# BLOCO DE TEXTO
☆ ☆ ☆ ☆ ☆ ☆ ☆
Nasci numa época em que tudo que se dizia era válido, que a cegonha chegava da maneira súbita, e minha mãe após ter criança tinha que tomar canja de galinha durante quarenta dias.
Havia na minha casa sempre um leite de sobra, pois a empregada
por sinal tinha filho no período que minha mãe tinha e então nós nos
preparávamos para choro durante longo tempo.
Nós crescíamos sob a orientação de Deus. E fazia o possível para
sobreviver, pois a morte era problema até o sétimo dia, posteriormente
havia nova gravidez, e ninguém se lembrava da barriga anterior.
No meu tempo havia apenas quatro remédios que movimentavam a bolsa de valores das farmácias: emulsão de Scott, violeta de genciana, biotônico Fontoura, e óleo de rícino. Fora destes medicamentos não tinham solução.
Nos ferimentos recentes, nada melhor que uma poeira delicada de
terra, de forma lenta e progressiva de tal maneira que tudo que sangrava
estivesse perfeitamente coberto, além de pó de café, além de lavagem
continua de água com sal.
Era uma vida onde mandava os que eram capacitados para sobrevivência, pois não existia o famoso antibiótico, capaz de resolver problemas que não encontrávamos nas orações.
Nas gripes que mexiam na Europa, mexiam na minha terra, e nas fases agudas, nas janelas estava escrito em caneta: Deus livre-nos da peste, da fome e da gripe asiática.
As crises convulsivas, que surgiam por acaso em um irmão,
teríamos que afastar de imediato, pois a baba da secreção seria
suficiente para transmitir de forma direta a doença, e em muitos dos
casos entupiam a boca do miserável com sal.
☆ ☆ ☆ ☆ ☆ ☆ ☆
# DADOS ABAIXO
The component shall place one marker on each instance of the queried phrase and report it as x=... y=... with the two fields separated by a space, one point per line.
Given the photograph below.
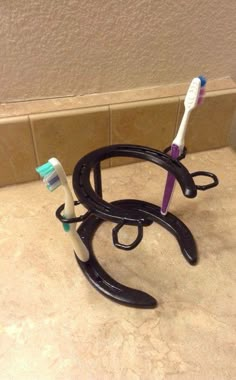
☆ ☆ ☆ ☆ ☆ ☆ ☆
# OBJETIVO DO EXERCÍCIO
Dê sequência ao relato de memórias sobre as doenças e os remédios de antigamente, começando logo após a última frase.

# RESPOSTA DA TAREFA
A febre era o maior de todos os terrores que existiam e não é
diferente nos dias atuais, porém tínhamos mais medo das febres do que o
que podia acontecer em decorrência deste episódio.
Para cada casa tinha sempre uma vela, pois morrer sem vela na mão era equivalente a ir para o limbo quando criança, ou descer sem parada para o inferno.
Nada melhor que nascer com boa saúde, pois os partos eram feitos
por parteira na escuridão da noite devida a falta de energia que esse
perdia por volta das 21 horas.
Crescíamos como gente sem noção do tempo, assistíamos aos filmes
até as 18 horas para menores de 14 anos, e depois nossos pais iam ao
filme liberado para maiores de 18 anos.
Vestíamos a roupa que sobravam dos irmãos mais velhos, éramos
secundários as coisas do tempo, e tudo que nos vinham, tinha por
obrigação passar pela cultura dos que eram ascendentes.
Hoje tudo é diferente, o respeito aos pais se perdeu na voz grossa destes jovens, a fé se diluiu nas esquinas da safadeza, o amor foi sepultado junto com espírito, já não existe a bênção da noite, e os mais machos quando presos, choram pela presença dos pais buscando o carinho que em momento algum foram capazes de demonstrar.